%%

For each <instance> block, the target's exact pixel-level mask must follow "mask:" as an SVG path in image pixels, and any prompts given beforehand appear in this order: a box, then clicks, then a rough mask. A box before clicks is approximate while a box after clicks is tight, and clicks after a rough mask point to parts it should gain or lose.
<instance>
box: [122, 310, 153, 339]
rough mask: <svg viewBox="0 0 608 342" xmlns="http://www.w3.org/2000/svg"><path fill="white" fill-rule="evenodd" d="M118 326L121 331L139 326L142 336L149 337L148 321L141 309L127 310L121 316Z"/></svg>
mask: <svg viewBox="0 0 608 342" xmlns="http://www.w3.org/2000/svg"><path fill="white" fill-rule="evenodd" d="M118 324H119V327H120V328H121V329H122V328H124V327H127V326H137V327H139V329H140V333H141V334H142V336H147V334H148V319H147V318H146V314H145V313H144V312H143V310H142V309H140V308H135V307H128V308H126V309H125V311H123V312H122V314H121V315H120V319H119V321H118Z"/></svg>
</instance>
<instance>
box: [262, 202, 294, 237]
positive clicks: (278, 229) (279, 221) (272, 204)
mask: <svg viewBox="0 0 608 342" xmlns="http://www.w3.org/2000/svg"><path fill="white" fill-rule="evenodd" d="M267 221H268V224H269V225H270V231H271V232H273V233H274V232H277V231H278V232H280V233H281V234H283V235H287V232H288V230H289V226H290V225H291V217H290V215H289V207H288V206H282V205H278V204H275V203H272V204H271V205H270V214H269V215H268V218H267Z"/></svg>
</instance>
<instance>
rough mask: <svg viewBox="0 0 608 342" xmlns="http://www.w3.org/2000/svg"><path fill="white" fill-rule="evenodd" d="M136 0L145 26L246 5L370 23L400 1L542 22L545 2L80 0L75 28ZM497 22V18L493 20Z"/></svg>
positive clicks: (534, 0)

%%

[Task requirements]:
Repeat every entry word for word.

[Solution below]:
For each <instance> block, the target's exact pixel-level mask must follow "mask:" as an SVG path in image pixels, and any prompts given beforehand appear in this order: a box, then clicks, then a rough mask. A box before clicks is approximate while a box after clicks is tight, and clicks after a rough mask point to parts it should gain or lose.
<instance>
box: [122, 310, 153, 339]
rough mask: <svg viewBox="0 0 608 342" xmlns="http://www.w3.org/2000/svg"><path fill="white" fill-rule="evenodd" d="M118 326L121 331L139 326L142 336L149 337L148 321L141 309L127 310L121 316Z"/></svg>
mask: <svg viewBox="0 0 608 342" xmlns="http://www.w3.org/2000/svg"><path fill="white" fill-rule="evenodd" d="M118 324H119V327H120V328H121V329H122V328H124V327H127V326H137V327H139V329H140V333H141V334H142V336H147V334H148V319H147V318H146V314H145V313H144V312H143V310H142V309H140V308H135V307H128V308H126V309H125V311H123V312H122V314H121V315H120V319H119V321H118Z"/></svg>
</instance>
<instance>
box: [262, 202, 294, 237]
positive clicks: (278, 229) (279, 221) (272, 204)
mask: <svg viewBox="0 0 608 342" xmlns="http://www.w3.org/2000/svg"><path fill="white" fill-rule="evenodd" d="M267 221H268V224H269V225H270V231H271V232H273V233H274V232H277V231H278V232H280V233H281V234H283V235H287V232H288V230H289V226H290V225H291V217H290V215H289V207H288V206H282V205H278V204H275V203H272V204H271V205H270V214H269V215H268V218H267Z"/></svg>
</instance>
<instance>
rough mask: <svg viewBox="0 0 608 342" xmlns="http://www.w3.org/2000/svg"><path fill="white" fill-rule="evenodd" d="M136 0L145 26L246 5L370 23L400 1L542 22L545 2L80 0L75 28ZM497 22V18L493 20Z"/></svg>
positive clicks: (534, 0)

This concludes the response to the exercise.